What to work on: All of the data is to be printed again exactly as it appears.

Data extract:
────

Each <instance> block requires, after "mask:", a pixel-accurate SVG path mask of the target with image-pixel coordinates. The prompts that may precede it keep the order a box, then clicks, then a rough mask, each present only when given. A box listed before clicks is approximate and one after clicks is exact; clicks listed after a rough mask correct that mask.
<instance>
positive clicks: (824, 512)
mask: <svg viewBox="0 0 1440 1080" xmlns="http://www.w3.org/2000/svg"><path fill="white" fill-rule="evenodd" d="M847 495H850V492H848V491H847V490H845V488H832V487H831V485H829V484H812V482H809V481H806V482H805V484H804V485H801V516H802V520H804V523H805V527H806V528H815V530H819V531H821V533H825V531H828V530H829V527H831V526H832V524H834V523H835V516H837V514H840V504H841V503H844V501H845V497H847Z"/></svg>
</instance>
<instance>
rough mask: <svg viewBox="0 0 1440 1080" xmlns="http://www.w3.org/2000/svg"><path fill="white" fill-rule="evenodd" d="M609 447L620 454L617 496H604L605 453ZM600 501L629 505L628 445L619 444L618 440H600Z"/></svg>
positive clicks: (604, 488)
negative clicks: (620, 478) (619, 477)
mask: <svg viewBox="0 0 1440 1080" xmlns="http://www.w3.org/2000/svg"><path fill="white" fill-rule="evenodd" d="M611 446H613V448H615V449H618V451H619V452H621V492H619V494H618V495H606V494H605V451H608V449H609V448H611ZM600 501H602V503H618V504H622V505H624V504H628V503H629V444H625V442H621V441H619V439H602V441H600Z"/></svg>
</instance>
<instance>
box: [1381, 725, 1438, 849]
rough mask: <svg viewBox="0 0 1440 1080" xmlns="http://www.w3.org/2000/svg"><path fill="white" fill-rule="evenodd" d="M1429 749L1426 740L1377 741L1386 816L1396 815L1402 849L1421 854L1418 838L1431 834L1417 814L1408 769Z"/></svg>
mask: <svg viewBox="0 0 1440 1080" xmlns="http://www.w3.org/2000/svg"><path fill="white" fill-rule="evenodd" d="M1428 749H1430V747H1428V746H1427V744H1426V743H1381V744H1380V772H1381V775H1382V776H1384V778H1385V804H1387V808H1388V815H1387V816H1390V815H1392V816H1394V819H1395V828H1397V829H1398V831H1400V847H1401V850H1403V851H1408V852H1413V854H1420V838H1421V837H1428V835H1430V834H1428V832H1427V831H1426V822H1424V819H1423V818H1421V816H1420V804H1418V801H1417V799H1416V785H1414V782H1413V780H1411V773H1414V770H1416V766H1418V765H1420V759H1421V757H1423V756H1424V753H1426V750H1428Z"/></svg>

────

Answer for this exercise:
Each <instance> block requires, after "mask:", a pixel-accurate SVG path mask of the target with image-pixel coordinates. The prompts that may precede it keep the order a box, then clicks, then a rough mask, each present only when given. A box listed before clicks is approximate and one after clicks is exact; clicks listed after a rough mask correct that mask.
<instance>
positive clicks: (824, 512)
mask: <svg viewBox="0 0 1440 1080" xmlns="http://www.w3.org/2000/svg"><path fill="white" fill-rule="evenodd" d="M847 495H850V492H848V491H847V490H845V488H832V487H831V485H829V484H812V482H809V481H806V482H805V484H804V485H801V516H802V520H804V523H805V527H806V528H815V530H819V531H821V533H825V531H828V530H829V527H831V526H832V524H834V523H835V516H837V514H840V504H841V503H844V501H845V497H847Z"/></svg>
</instance>
<instance>
rough mask: <svg viewBox="0 0 1440 1080" xmlns="http://www.w3.org/2000/svg"><path fill="white" fill-rule="evenodd" d="M609 447L620 454L617 496H604L605 453ZM600 501L629 505L628 445L619 444L618 440H600Z"/></svg>
positive clicks: (604, 488)
negative clicks: (620, 478) (619, 477)
mask: <svg viewBox="0 0 1440 1080" xmlns="http://www.w3.org/2000/svg"><path fill="white" fill-rule="evenodd" d="M611 446H613V448H615V449H618V451H619V452H621V492H619V494H618V495H606V494H605V451H608V449H609V448H611ZM600 501H602V503H618V504H622V505H624V504H628V503H629V444H625V442H621V441H619V439H602V441H600Z"/></svg>
</instance>
<instance>
box: [1381, 725, 1438, 849]
rough mask: <svg viewBox="0 0 1440 1080" xmlns="http://www.w3.org/2000/svg"><path fill="white" fill-rule="evenodd" d="M1429 749L1426 740L1377 741L1386 816L1396 815L1402 849L1421 854L1418 838L1431 834L1417 814L1408 769Z"/></svg>
mask: <svg viewBox="0 0 1440 1080" xmlns="http://www.w3.org/2000/svg"><path fill="white" fill-rule="evenodd" d="M1428 749H1430V747H1428V746H1427V744H1426V743H1381V744H1380V772H1381V775H1382V776H1384V778H1385V804H1387V808H1388V815H1387V816H1390V815H1392V816H1394V819H1395V828H1397V829H1398V831H1400V847H1401V850H1403V851H1408V852H1413V854H1420V838H1421V837H1428V835H1430V834H1428V832H1427V831H1426V822H1424V819H1423V818H1421V816H1420V804H1418V801H1417V799H1416V785H1414V782H1413V780H1411V773H1414V770H1416V766H1418V765H1420V759H1421V757H1423V756H1424V753H1426V750H1428Z"/></svg>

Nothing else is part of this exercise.